"""
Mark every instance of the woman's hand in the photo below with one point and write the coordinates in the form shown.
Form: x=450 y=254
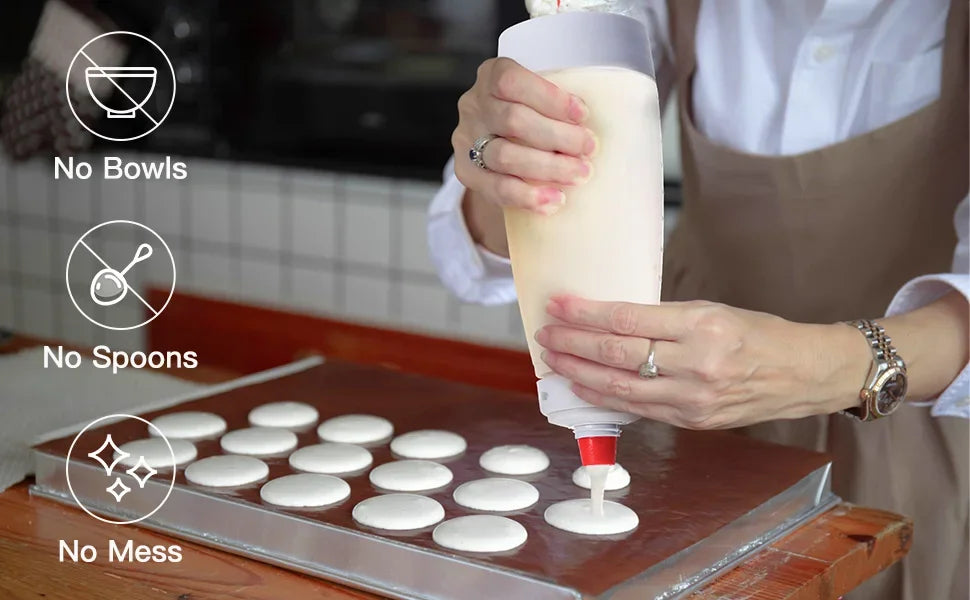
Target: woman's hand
x=542 y=145
x=719 y=366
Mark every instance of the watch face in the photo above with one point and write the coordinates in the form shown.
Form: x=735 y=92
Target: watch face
x=891 y=393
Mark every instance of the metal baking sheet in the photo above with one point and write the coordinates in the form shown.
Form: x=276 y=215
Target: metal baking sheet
x=705 y=499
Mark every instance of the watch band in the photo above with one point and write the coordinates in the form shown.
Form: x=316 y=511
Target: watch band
x=884 y=358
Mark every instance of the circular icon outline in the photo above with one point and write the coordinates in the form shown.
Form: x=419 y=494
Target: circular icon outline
x=67 y=86
x=67 y=275
x=67 y=469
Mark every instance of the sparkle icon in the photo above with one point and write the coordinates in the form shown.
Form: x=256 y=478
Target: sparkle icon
x=118 y=489
x=118 y=453
x=141 y=465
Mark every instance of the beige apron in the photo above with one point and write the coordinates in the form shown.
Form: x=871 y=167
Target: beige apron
x=830 y=235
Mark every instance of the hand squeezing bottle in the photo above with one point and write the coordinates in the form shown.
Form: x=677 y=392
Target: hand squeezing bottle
x=606 y=241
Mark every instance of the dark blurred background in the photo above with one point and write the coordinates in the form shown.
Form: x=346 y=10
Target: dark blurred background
x=366 y=85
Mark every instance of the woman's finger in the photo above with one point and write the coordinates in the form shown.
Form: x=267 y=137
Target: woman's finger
x=617 y=383
x=508 y=190
x=664 y=413
x=666 y=321
x=506 y=156
x=510 y=81
x=531 y=128
x=620 y=351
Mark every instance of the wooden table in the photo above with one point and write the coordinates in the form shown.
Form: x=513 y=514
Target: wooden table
x=820 y=561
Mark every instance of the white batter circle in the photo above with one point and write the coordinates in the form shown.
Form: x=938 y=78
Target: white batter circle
x=576 y=516
x=331 y=458
x=188 y=425
x=259 y=441
x=428 y=444
x=496 y=494
x=480 y=533
x=156 y=454
x=515 y=459
x=411 y=476
x=355 y=429
x=226 y=471
x=617 y=478
x=305 y=490
x=290 y=415
x=398 y=512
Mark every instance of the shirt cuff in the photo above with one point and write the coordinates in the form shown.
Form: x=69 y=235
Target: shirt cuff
x=472 y=273
x=955 y=399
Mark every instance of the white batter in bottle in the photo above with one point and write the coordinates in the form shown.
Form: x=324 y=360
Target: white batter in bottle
x=606 y=242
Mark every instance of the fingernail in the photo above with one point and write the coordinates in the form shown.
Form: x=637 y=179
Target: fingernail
x=591 y=145
x=578 y=111
x=585 y=172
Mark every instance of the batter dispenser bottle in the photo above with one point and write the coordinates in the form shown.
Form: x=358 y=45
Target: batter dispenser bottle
x=606 y=241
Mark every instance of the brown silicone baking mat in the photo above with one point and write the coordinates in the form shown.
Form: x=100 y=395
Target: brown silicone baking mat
x=705 y=499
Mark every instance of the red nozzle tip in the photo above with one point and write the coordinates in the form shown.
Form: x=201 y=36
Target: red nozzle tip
x=597 y=450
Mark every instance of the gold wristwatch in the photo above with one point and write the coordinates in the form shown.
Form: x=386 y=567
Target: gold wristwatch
x=885 y=387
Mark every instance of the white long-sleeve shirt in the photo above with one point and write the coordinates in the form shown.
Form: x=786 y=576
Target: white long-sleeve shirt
x=773 y=78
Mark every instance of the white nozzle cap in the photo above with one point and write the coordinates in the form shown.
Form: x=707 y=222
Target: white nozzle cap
x=578 y=39
x=564 y=408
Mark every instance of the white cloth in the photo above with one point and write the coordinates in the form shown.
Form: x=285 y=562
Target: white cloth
x=35 y=400
x=773 y=78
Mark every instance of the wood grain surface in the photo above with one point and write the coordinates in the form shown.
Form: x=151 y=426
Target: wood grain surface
x=820 y=561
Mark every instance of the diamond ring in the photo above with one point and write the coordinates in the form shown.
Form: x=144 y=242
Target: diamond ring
x=648 y=370
x=477 y=152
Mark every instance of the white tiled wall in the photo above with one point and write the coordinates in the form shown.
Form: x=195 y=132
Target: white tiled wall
x=342 y=246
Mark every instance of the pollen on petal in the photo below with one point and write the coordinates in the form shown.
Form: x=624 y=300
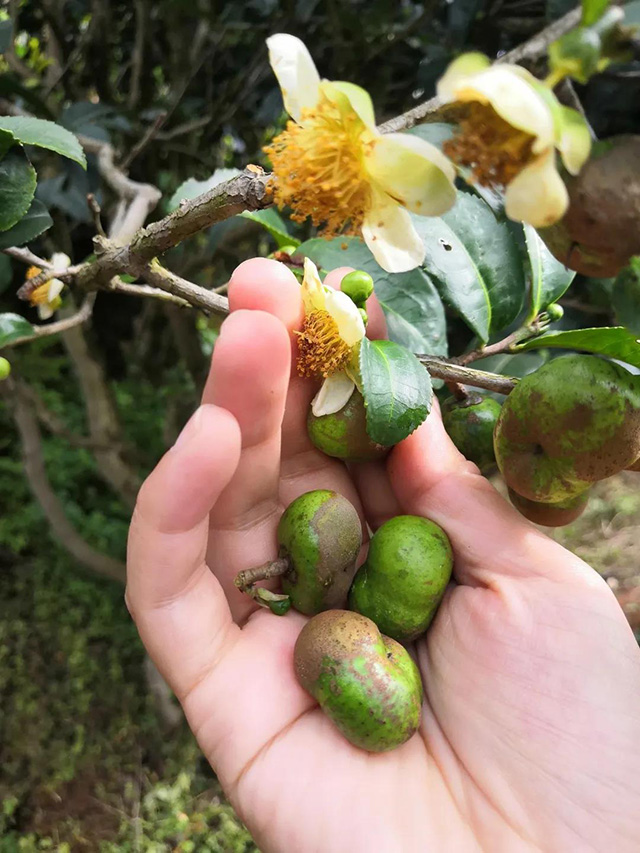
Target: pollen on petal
x=321 y=350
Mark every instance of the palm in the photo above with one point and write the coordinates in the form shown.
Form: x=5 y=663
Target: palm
x=529 y=669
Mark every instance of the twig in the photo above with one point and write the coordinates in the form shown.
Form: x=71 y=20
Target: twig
x=531 y=49
x=466 y=375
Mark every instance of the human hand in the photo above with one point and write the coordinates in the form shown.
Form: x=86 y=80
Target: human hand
x=530 y=736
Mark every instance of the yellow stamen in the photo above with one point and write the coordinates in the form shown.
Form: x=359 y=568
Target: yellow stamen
x=321 y=350
x=40 y=295
x=494 y=150
x=319 y=169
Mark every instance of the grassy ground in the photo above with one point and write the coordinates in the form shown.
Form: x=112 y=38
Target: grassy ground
x=86 y=762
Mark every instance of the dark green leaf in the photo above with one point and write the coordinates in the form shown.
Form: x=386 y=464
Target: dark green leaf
x=435 y=132
x=412 y=306
x=549 y=278
x=475 y=262
x=17 y=186
x=614 y=342
x=272 y=222
x=592 y=11
x=6 y=32
x=6 y=141
x=44 y=134
x=13 y=326
x=396 y=389
x=30 y=226
x=626 y=297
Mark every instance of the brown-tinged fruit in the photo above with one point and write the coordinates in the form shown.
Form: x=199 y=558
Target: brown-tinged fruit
x=573 y=422
x=600 y=231
x=550 y=515
x=320 y=534
x=366 y=683
x=344 y=433
x=470 y=424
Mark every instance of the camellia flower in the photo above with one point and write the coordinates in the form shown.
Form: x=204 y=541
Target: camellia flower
x=332 y=165
x=509 y=136
x=329 y=343
x=47 y=296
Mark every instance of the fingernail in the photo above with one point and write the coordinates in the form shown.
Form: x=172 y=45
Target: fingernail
x=190 y=429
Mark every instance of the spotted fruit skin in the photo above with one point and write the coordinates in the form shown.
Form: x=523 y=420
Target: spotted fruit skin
x=600 y=231
x=470 y=427
x=367 y=684
x=344 y=434
x=403 y=579
x=573 y=422
x=321 y=534
x=548 y=514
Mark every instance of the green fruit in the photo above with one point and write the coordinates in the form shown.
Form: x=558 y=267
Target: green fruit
x=573 y=422
x=550 y=515
x=344 y=434
x=365 y=683
x=358 y=286
x=404 y=577
x=470 y=425
x=320 y=534
x=600 y=231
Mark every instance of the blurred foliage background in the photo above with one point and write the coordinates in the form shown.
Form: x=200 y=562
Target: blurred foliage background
x=92 y=757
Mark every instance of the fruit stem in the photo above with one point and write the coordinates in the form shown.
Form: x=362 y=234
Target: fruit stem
x=272 y=569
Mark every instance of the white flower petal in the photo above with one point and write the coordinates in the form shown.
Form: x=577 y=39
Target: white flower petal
x=55 y=289
x=358 y=98
x=333 y=395
x=45 y=311
x=413 y=172
x=59 y=261
x=465 y=66
x=296 y=73
x=514 y=98
x=312 y=288
x=390 y=235
x=538 y=194
x=345 y=314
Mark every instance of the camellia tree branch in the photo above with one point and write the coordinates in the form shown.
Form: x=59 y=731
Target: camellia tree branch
x=133 y=249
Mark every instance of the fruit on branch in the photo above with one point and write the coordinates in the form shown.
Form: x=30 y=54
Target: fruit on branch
x=470 y=424
x=344 y=433
x=550 y=514
x=573 y=422
x=600 y=231
x=365 y=683
x=404 y=577
x=319 y=539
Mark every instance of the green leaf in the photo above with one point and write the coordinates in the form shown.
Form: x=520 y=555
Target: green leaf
x=17 y=187
x=396 y=389
x=13 y=326
x=593 y=10
x=612 y=341
x=191 y=188
x=549 y=278
x=272 y=222
x=6 y=33
x=626 y=296
x=44 y=134
x=28 y=228
x=475 y=262
x=6 y=141
x=412 y=306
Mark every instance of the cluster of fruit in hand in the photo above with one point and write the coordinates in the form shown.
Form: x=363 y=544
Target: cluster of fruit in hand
x=352 y=661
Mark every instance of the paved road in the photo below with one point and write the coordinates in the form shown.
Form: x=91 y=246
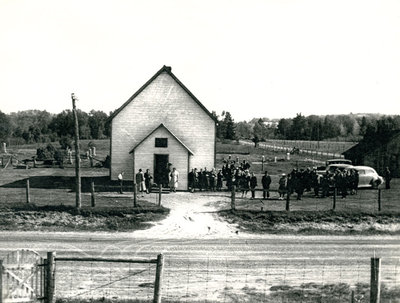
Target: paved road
x=214 y=268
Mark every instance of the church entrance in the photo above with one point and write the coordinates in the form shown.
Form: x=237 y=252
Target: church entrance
x=161 y=169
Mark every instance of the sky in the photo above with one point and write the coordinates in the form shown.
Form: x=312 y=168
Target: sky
x=270 y=58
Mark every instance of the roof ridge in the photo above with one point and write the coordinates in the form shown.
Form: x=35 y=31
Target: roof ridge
x=168 y=70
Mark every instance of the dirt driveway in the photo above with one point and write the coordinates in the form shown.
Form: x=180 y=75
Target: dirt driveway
x=192 y=216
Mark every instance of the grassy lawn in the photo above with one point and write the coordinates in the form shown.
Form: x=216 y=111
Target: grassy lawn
x=55 y=187
x=307 y=293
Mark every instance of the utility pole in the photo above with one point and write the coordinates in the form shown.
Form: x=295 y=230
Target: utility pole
x=78 y=201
"""
The problem – Copy the lines of the records above exactly as they appear, starting with the line that contains "Mark every instance of the spotted" and ending with the line that contains "x=272 y=569", including both of those lines.

Complete answer –
Mark every instance of the spotted fruit skin in the photo above with one point and write the coordinates in the form shown.
Form: x=523 y=420
Target: spotted fruit skin
x=600 y=231
x=470 y=427
x=367 y=684
x=344 y=434
x=403 y=579
x=573 y=422
x=321 y=534
x=548 y=514
Mark every instance of the green fruit in the photo above with one point and write the coordinates in the form shown.
Form: x=558 y=267
Target: green fruit
x=573 y=422
x=550 y=515
x=344 y=434
x=365 y=683
x=358 y=286
x=404 y=577
x=470 y=425
x=320 y=534
x=600 y=231
Mark every instance of the blurred foliage background in the photo above with one point and write the coordinates in the form shown.
Form: x=200 y=562
Target: blurred foliage background
x=92 y=757
Mark every instance of the fruit stem in the photo above with one point and write the coordinates in the form shown.
Form: x=362 y=234
Target: fruit stem
x=272 y=569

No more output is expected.